• Source passage:
----

[PATCH v4 07/14] drm/amdgpu: Register IOMMU topology notifier per device.

Wed Jan 20 08:38:31 UTC 2021

On Wed, Jan 20, 2021 at 5:21 AM Andrey Grodzovsky
<Andrey.Grodzovsky at amd.com> wrote:
>
>
> On 1/19/21 5:01 PM, Daniel Vetter wrote:
> > On Tue, Jan 19, 2021 at 10:22 PM Andrey Grodzovsky
> > <Andrey.Grodzovsky at amd.com> wrote:
> >>
> >> On 1/19/21 8:45 AM, Daniel Vetter wrote:
> >>
> >> On Tue, Jan 19, 2021 at 09:48:03AM +0100, Christian König wrote:
> >>
> >> Am 18.01.21 um 22:01 schrieb Andrey Grodzovsky:
> >>
> >> Handle all DMA IOMMU gropup related dependencies before the
> >> group is removed.

----

• Rows:

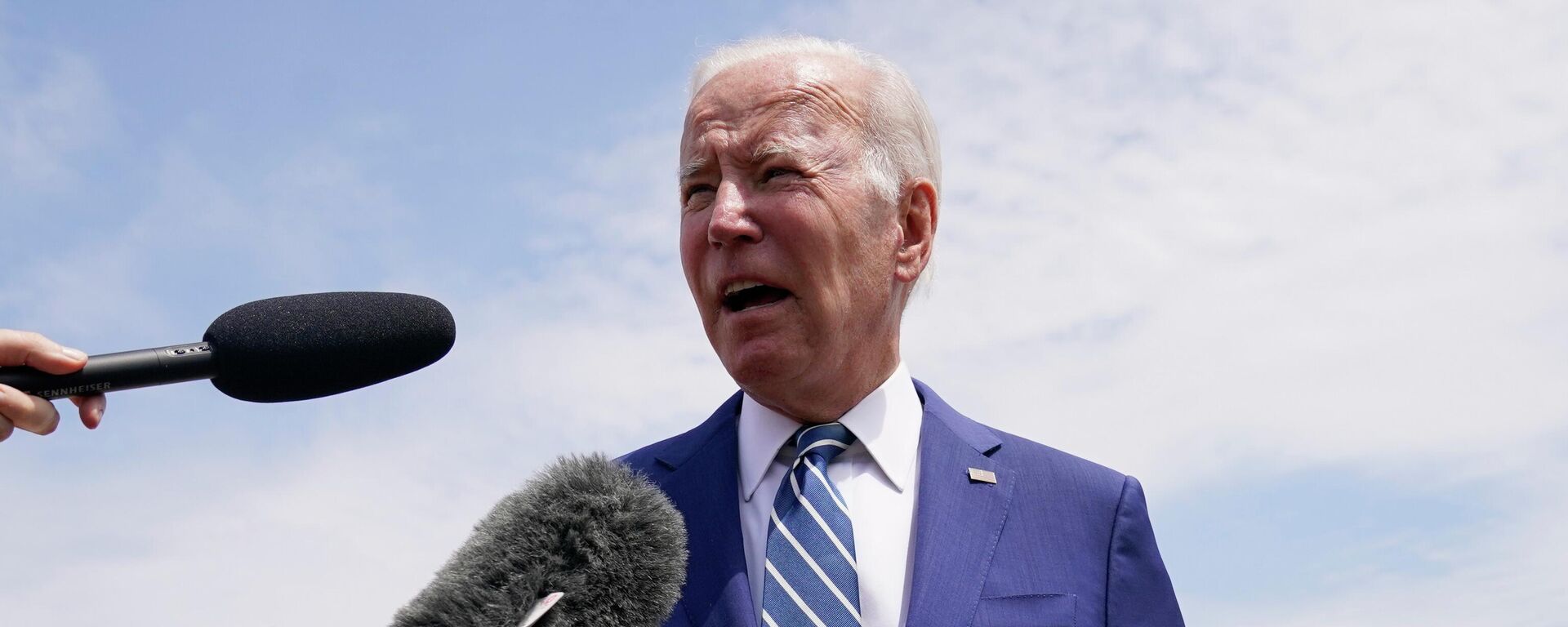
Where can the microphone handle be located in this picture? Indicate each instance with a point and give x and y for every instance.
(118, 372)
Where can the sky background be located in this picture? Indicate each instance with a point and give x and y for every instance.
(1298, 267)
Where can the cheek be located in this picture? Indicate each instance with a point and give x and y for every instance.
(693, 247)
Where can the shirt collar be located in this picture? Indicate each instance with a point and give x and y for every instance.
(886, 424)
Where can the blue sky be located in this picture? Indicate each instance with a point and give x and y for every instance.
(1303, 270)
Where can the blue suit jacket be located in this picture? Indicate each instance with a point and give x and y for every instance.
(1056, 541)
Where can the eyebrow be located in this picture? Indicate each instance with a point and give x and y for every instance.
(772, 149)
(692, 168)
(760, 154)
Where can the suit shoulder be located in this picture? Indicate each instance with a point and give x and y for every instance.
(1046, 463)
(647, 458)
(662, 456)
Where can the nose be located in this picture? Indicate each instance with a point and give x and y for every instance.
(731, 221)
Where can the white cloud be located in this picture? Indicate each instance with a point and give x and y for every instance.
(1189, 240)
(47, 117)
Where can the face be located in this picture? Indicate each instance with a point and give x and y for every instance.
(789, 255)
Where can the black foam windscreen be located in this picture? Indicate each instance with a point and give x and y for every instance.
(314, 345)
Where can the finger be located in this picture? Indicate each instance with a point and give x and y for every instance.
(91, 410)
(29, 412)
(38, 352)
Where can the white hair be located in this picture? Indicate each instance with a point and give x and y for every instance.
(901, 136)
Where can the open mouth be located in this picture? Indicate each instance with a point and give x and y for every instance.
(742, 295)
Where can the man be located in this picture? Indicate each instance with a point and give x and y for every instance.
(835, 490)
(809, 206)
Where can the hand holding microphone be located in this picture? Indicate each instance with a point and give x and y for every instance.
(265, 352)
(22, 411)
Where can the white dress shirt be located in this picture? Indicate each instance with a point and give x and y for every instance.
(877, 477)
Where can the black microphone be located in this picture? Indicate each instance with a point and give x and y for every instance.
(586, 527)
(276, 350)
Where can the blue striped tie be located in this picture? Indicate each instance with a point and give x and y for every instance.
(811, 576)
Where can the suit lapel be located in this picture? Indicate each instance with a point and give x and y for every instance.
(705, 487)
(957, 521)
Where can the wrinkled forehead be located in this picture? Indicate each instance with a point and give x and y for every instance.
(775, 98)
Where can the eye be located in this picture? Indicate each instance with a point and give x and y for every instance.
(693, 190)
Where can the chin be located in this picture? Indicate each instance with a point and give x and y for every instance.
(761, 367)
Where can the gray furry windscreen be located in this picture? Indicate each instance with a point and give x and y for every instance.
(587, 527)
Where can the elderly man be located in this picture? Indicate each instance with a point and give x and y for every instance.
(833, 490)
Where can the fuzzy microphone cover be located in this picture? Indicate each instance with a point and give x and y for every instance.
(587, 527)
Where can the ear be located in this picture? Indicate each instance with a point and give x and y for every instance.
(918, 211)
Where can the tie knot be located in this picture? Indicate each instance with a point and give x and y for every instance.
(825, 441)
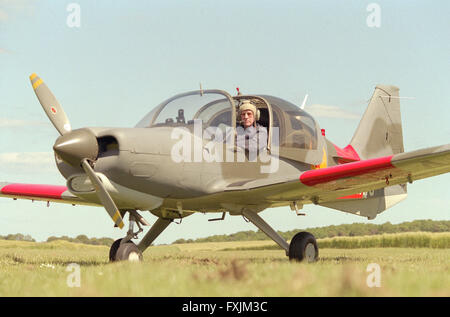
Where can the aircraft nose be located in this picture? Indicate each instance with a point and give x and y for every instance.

----

• Requirements: Continue the amdgpu IOMMU notifier patch thread from the point where it stops.

• Exercise result:
> >>
> >> Signed-off-by: Andrey Grodzovsky <andrey.grodzovsky at amd.com>
> >> ---
> >>    drivers/gpu/drm/amd/amdgpu/amdgpu.h        |  5 ++++
> >>    drivers/gpu/drm/amd/amdgpu/amdgpu_device.c | 46 ++++++++++++++++++++++++++++++
> >>    drivers/gpu/drm/amd/amdgpu/amdgpu_gart.c   |  2 +-
> >>    drivers/gpu/drm/amd/amdgpu/amdgpu_gart.h   |  1 +
> >>    drivers/gpu/drm/amd/amdgpu/amdgpu_object.c | 10 +++++++
> >>    drivers/gpu/drm/amd/amdgpu/amdgpu_object.h |  2 ++
> >>    6 files changed, 65 insertions(+), 1 deletion(-)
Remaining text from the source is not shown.